Task prompt »
Give back the full set of entries that follows, exactly as written.

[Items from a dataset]
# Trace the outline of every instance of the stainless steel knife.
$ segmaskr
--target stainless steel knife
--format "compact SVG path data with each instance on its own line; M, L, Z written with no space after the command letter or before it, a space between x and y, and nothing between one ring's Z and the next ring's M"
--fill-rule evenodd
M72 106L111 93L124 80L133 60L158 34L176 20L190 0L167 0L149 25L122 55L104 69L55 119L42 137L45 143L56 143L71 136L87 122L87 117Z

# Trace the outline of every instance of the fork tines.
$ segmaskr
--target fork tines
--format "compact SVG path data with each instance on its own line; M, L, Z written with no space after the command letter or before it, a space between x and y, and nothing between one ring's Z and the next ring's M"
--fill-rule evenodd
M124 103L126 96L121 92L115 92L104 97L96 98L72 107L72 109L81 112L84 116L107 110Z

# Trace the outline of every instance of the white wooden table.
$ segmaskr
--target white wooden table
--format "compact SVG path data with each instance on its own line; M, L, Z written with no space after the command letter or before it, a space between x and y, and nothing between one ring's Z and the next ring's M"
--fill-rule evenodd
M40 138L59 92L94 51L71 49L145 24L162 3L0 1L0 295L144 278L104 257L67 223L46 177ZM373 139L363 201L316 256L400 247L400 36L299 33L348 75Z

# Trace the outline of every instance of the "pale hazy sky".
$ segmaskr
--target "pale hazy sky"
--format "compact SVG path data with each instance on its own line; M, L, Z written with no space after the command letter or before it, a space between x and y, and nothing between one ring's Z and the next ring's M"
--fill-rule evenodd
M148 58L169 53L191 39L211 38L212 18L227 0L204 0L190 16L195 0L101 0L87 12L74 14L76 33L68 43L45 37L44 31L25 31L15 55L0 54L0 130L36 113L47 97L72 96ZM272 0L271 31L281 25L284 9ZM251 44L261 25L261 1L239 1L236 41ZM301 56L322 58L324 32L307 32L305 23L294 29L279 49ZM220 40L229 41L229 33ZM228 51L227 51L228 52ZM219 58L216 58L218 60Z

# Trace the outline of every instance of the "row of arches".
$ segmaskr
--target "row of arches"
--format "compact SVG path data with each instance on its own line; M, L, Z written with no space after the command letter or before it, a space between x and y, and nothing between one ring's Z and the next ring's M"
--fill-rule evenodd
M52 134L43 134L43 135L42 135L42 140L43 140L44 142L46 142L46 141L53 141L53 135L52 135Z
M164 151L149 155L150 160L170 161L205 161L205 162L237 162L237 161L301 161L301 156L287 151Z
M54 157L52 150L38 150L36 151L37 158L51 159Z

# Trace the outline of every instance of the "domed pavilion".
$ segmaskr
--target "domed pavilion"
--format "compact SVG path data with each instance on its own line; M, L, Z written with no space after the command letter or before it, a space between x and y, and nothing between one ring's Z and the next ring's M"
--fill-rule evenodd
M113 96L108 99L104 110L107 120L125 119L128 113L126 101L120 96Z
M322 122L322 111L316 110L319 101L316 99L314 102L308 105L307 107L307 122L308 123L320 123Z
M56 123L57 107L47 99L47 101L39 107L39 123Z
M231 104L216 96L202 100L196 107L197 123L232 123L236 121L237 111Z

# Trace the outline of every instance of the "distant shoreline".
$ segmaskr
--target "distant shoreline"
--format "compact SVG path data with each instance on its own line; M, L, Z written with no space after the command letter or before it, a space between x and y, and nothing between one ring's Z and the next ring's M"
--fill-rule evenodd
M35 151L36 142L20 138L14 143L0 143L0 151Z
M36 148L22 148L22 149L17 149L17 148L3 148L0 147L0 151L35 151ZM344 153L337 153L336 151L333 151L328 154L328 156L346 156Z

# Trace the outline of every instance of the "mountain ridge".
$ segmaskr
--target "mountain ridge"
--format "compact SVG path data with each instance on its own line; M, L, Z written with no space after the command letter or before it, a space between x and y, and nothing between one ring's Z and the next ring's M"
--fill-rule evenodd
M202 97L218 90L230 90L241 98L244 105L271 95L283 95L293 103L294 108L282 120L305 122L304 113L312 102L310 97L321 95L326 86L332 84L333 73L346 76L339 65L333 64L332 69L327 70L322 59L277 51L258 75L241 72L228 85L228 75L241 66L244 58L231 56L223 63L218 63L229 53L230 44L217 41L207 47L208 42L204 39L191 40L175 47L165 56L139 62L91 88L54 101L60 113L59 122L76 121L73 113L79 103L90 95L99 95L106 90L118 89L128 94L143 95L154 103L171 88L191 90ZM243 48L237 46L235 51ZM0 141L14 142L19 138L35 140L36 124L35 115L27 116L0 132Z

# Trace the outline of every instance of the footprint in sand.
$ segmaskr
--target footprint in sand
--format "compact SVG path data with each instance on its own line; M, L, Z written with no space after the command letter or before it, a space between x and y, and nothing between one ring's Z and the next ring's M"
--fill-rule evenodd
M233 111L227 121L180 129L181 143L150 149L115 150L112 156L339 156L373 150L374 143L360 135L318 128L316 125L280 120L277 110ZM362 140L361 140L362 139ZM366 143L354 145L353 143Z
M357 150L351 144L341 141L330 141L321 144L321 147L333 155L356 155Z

Result »
# Trace the outline of every instance of the stainless steel knife.
$ segmaskr
--target stainless steel knife
--format "compact SVG path data with each instance on its own line; M, L, Z written with no space after the command letter or before it, a space between x and y, and nothing between one ring's Z and the next ring's M"
--fill-rule evenodd
M72 106L111 93L124 80L133 60L158 34L176 20L190 0L167 0L149 25L122 55L104 69L55 119L42 137L45 143L56 143L71 136L87 122L87 117Z

# Trace the outline of every instance of the fork tines.
$ segmaskr
--target fork tines
--format "compact SVG path data with each instance on its own line; M, L, Z written with no space after the command letter or before it, a space between x and y, and nothing between one ring's Z and the next ring's M"
--fill-rule evenodd
M124 103L126 96L121 92L115 92L104 97L96 98L72 107L72 109L81 112L84 116L107 110Z

# Trace the outline of every instance of the white wooden table.
$ segmaskr
--target white wooden table
--format "compact SVG path data with each instance on its own line; M, L, Z written with no space after the command letter or before it, a space between x and y, and nothing between one ring's Z and the next ring's M"
--fill-rule evenodd
M40 138L59 92L94 51L71 49L145 24L162 3L0 1L0 295L144 278L104 257L67 223L46 177ZM373 139L363 201L316 256L400 247L400 36L299 33L348 75Z

# Trace the outline of every instance of the "pale hazy sky".
$ segmaskr
--target "pale hazy sky"
--format "compact SVG path data with each instance on its own line; M, L, Z written with no space after the command letter or before it, a space between x and y, and nothing between one ring's Z and the next ring's M"
--fill-rule evenodd
M148 58L169 53L191 39L211 38L212 18L227 0L204 0L190 16L195 0L101 0L87 12L74 14L76 33L68 43L45 37L44 31L25 31L15 55L0 54L0 130L36 113L47 97L72 96ZM272 0L271 31L281 25L284 9ZM251 44L261 25L261 1L239 1L236 41ZM301 56L322 58L324 32L307 32L305 23L294 29L279 49ZM220 40L229 41L229 33ZM228 51L227 51L228 52ZM219 58L216 58L218 60Z

# Trace the outline of every instance of the "row of arches".
$ segmaskr
--target "row of arches"
--format "compact SVG path data with each instance on its own line; M, L, Z written with no space after the command letter or before it, a space between x and y, and nothing between one ring's Z and the next ring's M"
--fill-rule evenodd
M52 134L43 134L43 135L42 135L42 140L43 140L44 142L46 142L46 141L53 141L53 135L52 135Z
M164 151L149 155L150 160L170 161L205 161L205 162L237 162L237 161L301 161L301 156L287 151Z
M54 157L52 150L38 150L36 151L37 158L51 159Z

# Trace the outline of every instance of the "domed pavilion".
$ segmaskr
--target "domed pavilion"
--format "compact SVG path data with each instance on its own line; M, L, Z written with no space after the command letter or before it, a space between x and y, and nothing between one ring's Z and the next ring's M"
--fill-rule evenodd
M113 96L108 99L104 110L107 120L125 119L128 113L126 101L120 96Z
M322 122L322 111L316 110L319 101L316 99L314 102L308 105L307 107L307 122L308 123L320 123Z
M56 123L57 107L47 99L47 101L39 107L39 123Z
M231 104L216 96L202 100L196 107L197 123L232 123L236 121L237 111Z

# Trace the outline of every instance of the "distant shoreline".
$ segmaskr
--target "distant shoreline"
--format "compact SVG path data with each instance on its own line; M, L, Z written with no space after the command letter or before it, a space between x and y, and nothing between one ring's Z and the next ring's M"
--fill-rule evenodd
M35 151L36 142L20 138L14 143L0 143L0 151Z
M36 148L22 148L22 149L17 149L17 148L3 148L0 147L0 151L35 151ZM344 153L337 153L336 151L333 151L328 154L328 156L346 156Z

# Trace the outline of every instance of the "mountain ridge".
$ segmaskr
--target "mountain ridge"
--format "compact SVG path data with each instance on its own line; M, L, Z written with no space after the command letter or before it, a space between x and y, and nothing between one ring's Z and the next ring's M"
--fill-rule evenodd
M202 97L218 90L230 90L241 98L244 105L271 95L283 95L293 103L294 108L282 120L305 122L304 113L312 102L310 97L321 95L326 86L332 84L333 73L346 76L339 65L333 64L332 69L327 70L322 59L277 51L258 75L241 72L228 85L228 75L241 66L244 58L231 56L223 63L218 63L229 53L230 44L217 41L207 47L208 42L204 39L191 40L175 47L165 56L139 62L91 88L54 101L60 113L59 122L76 121L73 113L79 103L90 95L99 95L106 90L118 89L128 94L143 95L154 103L171 88L191 90ZM243 48L237 46L235 51ZM0 141L14 142L19 138L35 140L36 124L35 115L27 116L0 132Z

# Trace the outline of every instance of the footprint in sand.
$ segmaskr
--target footprint in sand
--format "compact SVG path data with each instance on its own line; M, L, Z written with no space after the command letter or before it, a space between x and y, and nothing between one ring's Z and the next ring's M"
--fill-rule evenodd
M233 111L227 121L180 129L181 143L150 149L115 150L112 156L339 156L373 150L374 143L360 135L318 128L316 125L280 120L277 110ZM362 140L361 140L362 139ZM366 143L354 145L353 143Z
M357 150L351 144L341 141L330 141L321 144L321 147L333 155L356 155Z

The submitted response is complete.